§ What to work on
All of the entries need to be set down exactly as they read.

[Collected data entries]

────

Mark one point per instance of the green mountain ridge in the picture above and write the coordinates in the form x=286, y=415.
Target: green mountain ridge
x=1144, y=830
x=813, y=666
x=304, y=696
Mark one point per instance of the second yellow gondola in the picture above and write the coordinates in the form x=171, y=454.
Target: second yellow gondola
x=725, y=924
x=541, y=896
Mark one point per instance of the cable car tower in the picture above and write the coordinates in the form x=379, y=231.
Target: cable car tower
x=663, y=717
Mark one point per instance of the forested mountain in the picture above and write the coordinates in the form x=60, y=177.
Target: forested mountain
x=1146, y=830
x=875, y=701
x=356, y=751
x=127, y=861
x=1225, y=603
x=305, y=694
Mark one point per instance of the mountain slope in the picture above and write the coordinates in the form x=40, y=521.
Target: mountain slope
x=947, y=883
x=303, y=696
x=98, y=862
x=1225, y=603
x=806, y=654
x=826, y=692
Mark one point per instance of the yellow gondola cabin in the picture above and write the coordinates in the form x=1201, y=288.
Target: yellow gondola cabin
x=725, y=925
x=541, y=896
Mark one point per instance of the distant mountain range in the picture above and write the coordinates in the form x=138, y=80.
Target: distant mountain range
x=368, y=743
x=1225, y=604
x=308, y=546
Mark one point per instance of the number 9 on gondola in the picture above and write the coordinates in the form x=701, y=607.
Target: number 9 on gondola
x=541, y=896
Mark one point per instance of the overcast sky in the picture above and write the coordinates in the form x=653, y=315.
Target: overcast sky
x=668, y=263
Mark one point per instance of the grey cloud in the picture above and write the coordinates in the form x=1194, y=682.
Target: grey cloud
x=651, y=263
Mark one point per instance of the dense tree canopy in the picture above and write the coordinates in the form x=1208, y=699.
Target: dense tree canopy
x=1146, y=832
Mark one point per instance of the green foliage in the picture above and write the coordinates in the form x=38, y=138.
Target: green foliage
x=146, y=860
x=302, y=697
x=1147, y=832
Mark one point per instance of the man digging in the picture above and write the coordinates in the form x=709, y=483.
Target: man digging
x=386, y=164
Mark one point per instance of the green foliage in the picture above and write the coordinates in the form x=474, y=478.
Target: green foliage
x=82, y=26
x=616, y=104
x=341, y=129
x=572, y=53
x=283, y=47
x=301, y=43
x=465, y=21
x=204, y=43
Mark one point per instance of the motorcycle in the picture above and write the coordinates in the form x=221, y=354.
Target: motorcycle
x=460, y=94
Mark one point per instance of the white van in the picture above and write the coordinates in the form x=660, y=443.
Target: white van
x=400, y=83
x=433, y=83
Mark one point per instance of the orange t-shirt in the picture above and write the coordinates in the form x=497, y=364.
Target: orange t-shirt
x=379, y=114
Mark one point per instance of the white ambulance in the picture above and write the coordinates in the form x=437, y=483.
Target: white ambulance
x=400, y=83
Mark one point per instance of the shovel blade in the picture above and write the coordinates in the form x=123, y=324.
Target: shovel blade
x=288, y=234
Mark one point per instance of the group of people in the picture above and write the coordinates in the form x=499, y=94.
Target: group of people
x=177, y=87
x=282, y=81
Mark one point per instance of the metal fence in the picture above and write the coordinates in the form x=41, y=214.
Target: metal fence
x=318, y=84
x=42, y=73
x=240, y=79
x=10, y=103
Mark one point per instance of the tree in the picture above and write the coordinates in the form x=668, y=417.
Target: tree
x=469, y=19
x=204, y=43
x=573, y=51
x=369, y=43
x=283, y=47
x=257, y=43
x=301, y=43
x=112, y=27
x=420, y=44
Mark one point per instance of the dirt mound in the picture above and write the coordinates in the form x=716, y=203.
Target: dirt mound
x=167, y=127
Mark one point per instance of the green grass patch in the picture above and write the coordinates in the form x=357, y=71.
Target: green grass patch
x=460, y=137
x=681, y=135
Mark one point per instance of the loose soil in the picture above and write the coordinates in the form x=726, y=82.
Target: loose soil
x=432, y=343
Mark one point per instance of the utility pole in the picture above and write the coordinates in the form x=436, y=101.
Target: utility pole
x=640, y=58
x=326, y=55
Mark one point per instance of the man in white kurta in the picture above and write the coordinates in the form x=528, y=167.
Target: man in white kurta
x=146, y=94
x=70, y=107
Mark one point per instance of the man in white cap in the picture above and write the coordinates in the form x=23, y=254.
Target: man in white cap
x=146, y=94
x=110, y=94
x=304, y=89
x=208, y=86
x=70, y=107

────

§ Your response
Mark one point per instance of the green mountain ridge in the picture above and write the coordinates in the form x=286, y=415.
Target: green mountain ridge
x=1144, y=830
x=813, y=666
x=304, y=696
Mark one point per instance of the second yellow gondola in the picture above and write the coordinates in the form x=171, y=454.
Target: second yellow gondola
x=725, y=924
x=541, y=896
Mark one point per instance of the cable car tower in the picture above and write the coordinates in the form x=379, y=231.
Target: cable car tower
x=663, y=717
Mark one point per instance of the forested mountain in the picture above and write the coordinates in the form x=60, y=177.
Target: forested mountain
x=1146, y=830
x=875, y=701
x=356, y=751
x=127, y=861
x=1225, y=603
x=305, y=694
Mark one point per instance of the mountain slope in the picture above and write the coordinates in the form x=40, y=521.
Target: mountain slope
x=947, y=883
x=303, y=696
x=98, y=862
x=1225, y=603
x=806, y=654
x=826, y=692
Mark one point per instance of the yellow gondola cabin in the picture above and write the coordinates in the form x=1201, y=288.
Target: yellow gondola cabin
x=725, y=925
x=541, y=896
Mark one point per instance of the distant mountain range in the picture above and write the coordinates in the form x=138, y=80.
Target: distant mountain range
x=368, y=743
x=1225, y=604
x=308, y=546
Mark one point per instance of the number 9 on gondola in the picture above and write the coordinates in the form x=701, y=607.
Target: number 9 on gondola
x=541, y=896
Mark one point per instance of the overcast sky in the picture above and write the coordinates in the form x=653, y=315.
Target: overcast sky
x=668, y=263
Mark one point per instance of the grey cloud in the picture above and write the coordinates in the form x=1194, y=682.
Target: grey cloud
x=651, y=263
Mark one point per instance of the dense tree canopy in the picture above and write the coordinates in the form x=1208, y=699.
Target: dense tree canopy
x=1146, y=832
Mark one point per instance of the green foliage in the picture above and write the coordinates in the form x=38, y=138.
Target: green foliage
x=146, y=860
x=302, y=697
x=1147, y=832
Mark one point per instance of the man digging in the picture above and write the coordinates in the form x=709, y=483.
Target: man digging
x=386, y=164
Mark one point per instance of the green foliage in the picture above and write the coordinates in the form x=474, y=478.
Target: green foliage
x=82, y=26
x=616, y=104
x=341, y=129
x=572, y=53
x=283, y=47
x=301, y=43
x=465, y=21
x=204, y=43
Mark one point per instance of the motorcycle in the picture above and write the coordinates in the form x=221, y=354.
Target: motorcycle
x=460, y=94
Mark one point per instance of the white van in the picture above and write the coordinates in the form x=660, y=443.
Target: white van
x=400, y=83
x=433, y=83
Mark one point per instance of the orange t-shirt in the picture above and write the coordinates in the form x=497, y=364.
Target: orange t-shirt
x=379, y=114
Mark one point per instance of the white ambulance in the picture above and write the coordinates in the form x=437, y=483.
Target: white ambulance
x=400, y=83
Mark one point per instance of the shovel blade in the picture above and write the coordinates in the form x=123, y=324.
Target: shovel blade
x=288, y=234
Mark one point per instance of the group of people in the picture above and write the coordinates in the form x=499, y=94.
Target: group of people
x=177, y=87
x=282, y=81
Mark one point per instance of the metal fence in the picture above and write the coordinates in the form x=41, y=214.
Target: metal fence
x=318, y=84
x=42, y=73
x=240, y=79
x=10, y=103
Mark one point per instance of the tree in the picture above and write the coordinates in the form x=668, y=417.
Target: tree
x=469, y=19
x=204, y=43
x=573, y=51
x=369, y=43
x=283, y=47
x=257, y=43
x=301, y=43
x=112, y=27
x=420, y=44
Mark one point per instance of the dirt mound in the picture above and write the coordinates in the form x=716, y=203.
Target: dirt mound
x=167, y=127
Mark one point per instance of the green grass patch in the picture above and write the coordinates in the form x=357, y=71.
Target: green grass patch
x=460, y=137
x=681, y=135
Mark one point per instance of the loose soil in the picture above and write the coordinates in the form x=726, y=82.
Target: loose soil
x=432, y=343
Mark one point per instance of the utility pole in the picture above and write the coordinates in the form x=436, y=101.
Target: utility pole
x=640, y=58
x=326, y=55
Mark one point per instance of the man in white kurta in the picture above and write the coordinates in the form x=528, y=167.
Target: man in white kurta
x=146, y=94
x=70, y=107
Mark one point per instance of the man in white cap in the picture above and write the coordinates in the form x=23, y=254.
Target: man in white cap
x=146, y=94
x=110, y=94
x=304, y=89
x=208, y=86
x=70, y=107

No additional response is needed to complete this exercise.